◆ **EXTRAIT DE PAGE**
--- --- ---
Paul Denis rapporte que présentement, sur les 138 lits disponibles au CSST, seulement une douzaine de lits sont occupés par les francophones.

Des services d’interprétation proposés 

En dépit du manque d’employés francophones dans les résidences de soins de longues durées, Services de santé Alberta (AHS) propose des services d’interprétation. Ceux-ci sont offerts par téléphone, par visioconférence ou en personne.

Kristi Bland accentue que «dans tous les établissements [de la province], les patients et les membres de leur famille dont la maitrise de l’anglais est limitée ou inexistante ou ayant des troubles de la parole, du langage et de l’audition ont le droit fondamental de comprendre pleinement les soins qu’ils reçoivent, d’y consentir et d’y participer».

Leur participation dans les conversations où la santé et le bien-être de la personne âgée sont abordés est un élément essentiel pour AHS afin d’assurer leur sécurité.

L’importance du non verbal 

Cependant, le non verbal entre les préposés aux bénéficiaires et les personnes âgées reste un élément majeur. La médecin de famille Michelle Dion explique qu’il «aide à diminuer le stress de la personne âgée». De plus, l’attention du préposé à l’égard de l’ainé peut faire une grande différence.

Pour donner des soins dans la bienveillance, il faut que les préposées prennent le temps.

«En général, ils ont tendance à être plus doux et attentifs aux besoins du patient.» Toutefois, la médecin admet qu’il y en a aussi qui sont rudes. «Il y en a partout des gens qui n’auraient pas dû choisir leur profession.»

«En général, ils ont tendance à être plus doux et attentifs aux besoins du patient.» Dre Michelle Dion

Françoise Sigur-Cloutier, dont sa mère se trouve actuellement dans une résidence de personnes âgées offrant des soins de longue durée, le confirme. Elle se souvient que les préposés avaient tendance à gagner du temps lorsqu’il mettait les souliers de sa mère.
--- --- ---
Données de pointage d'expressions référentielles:
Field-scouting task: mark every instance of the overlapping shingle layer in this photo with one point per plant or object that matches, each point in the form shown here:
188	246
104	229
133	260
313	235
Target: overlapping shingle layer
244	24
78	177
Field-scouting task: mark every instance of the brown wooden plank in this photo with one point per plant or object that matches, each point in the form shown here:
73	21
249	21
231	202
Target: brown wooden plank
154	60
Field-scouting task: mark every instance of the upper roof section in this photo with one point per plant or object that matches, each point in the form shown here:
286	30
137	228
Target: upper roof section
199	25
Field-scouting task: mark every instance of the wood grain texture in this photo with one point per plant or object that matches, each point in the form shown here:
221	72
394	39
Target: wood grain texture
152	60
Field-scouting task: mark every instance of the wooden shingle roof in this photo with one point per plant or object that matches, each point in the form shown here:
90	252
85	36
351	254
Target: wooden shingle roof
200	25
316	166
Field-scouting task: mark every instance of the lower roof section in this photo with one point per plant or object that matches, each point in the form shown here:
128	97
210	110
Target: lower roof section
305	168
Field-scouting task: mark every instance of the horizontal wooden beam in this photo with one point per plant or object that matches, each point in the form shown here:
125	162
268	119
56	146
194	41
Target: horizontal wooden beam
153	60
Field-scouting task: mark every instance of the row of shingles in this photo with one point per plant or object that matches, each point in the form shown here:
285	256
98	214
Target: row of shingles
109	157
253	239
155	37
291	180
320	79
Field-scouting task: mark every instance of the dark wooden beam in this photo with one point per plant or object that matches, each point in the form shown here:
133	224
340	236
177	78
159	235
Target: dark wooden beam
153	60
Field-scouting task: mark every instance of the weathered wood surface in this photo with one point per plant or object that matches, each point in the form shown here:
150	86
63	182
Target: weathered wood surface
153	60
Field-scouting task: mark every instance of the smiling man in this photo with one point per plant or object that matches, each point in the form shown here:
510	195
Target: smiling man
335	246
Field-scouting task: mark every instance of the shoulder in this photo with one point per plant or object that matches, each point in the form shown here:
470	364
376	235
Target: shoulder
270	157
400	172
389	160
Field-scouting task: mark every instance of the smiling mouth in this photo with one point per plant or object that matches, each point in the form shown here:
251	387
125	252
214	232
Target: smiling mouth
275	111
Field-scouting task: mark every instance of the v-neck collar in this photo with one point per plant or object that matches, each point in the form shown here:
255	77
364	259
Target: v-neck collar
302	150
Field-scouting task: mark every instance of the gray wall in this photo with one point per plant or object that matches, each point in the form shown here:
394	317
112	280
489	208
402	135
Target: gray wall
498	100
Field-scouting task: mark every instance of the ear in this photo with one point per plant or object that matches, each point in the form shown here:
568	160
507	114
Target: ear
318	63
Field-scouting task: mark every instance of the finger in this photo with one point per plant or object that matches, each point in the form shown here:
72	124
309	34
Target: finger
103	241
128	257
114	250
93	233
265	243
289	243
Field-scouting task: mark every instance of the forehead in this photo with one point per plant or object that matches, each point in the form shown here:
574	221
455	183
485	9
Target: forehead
--- --- ---
◆ **TÂCHE À FAIRE 1**
Selon l'extrait sur les soins de longue durée, par quels moyens les services d'interprétation de Services de santé Alberta sont-ils offerts ?
◆ **TÂCHE À FAIRE 2**
Reproduisez à l'identique le passage de l'extrait sur les soins de longue durée qui va de « Cependant, le non » jusqu'à « une grande différence. » inclus.
Ces données proviennent d'une autre source.

◆ **RÉPONSE 1**
Par téléphone, par visioconférence ou en personne.

◆ **RÉPONSE 2**
Cependant, le non verbal entre les préposés aux bénéficiaires et les personnes âgées reste un élément majeur. La médecin de famille Michelle Dion explique qu’il «aide à diminuer le stress de la personne âgée». De plus, l’attention du préposé à l’égard de l’ainé peut faire une grande différence.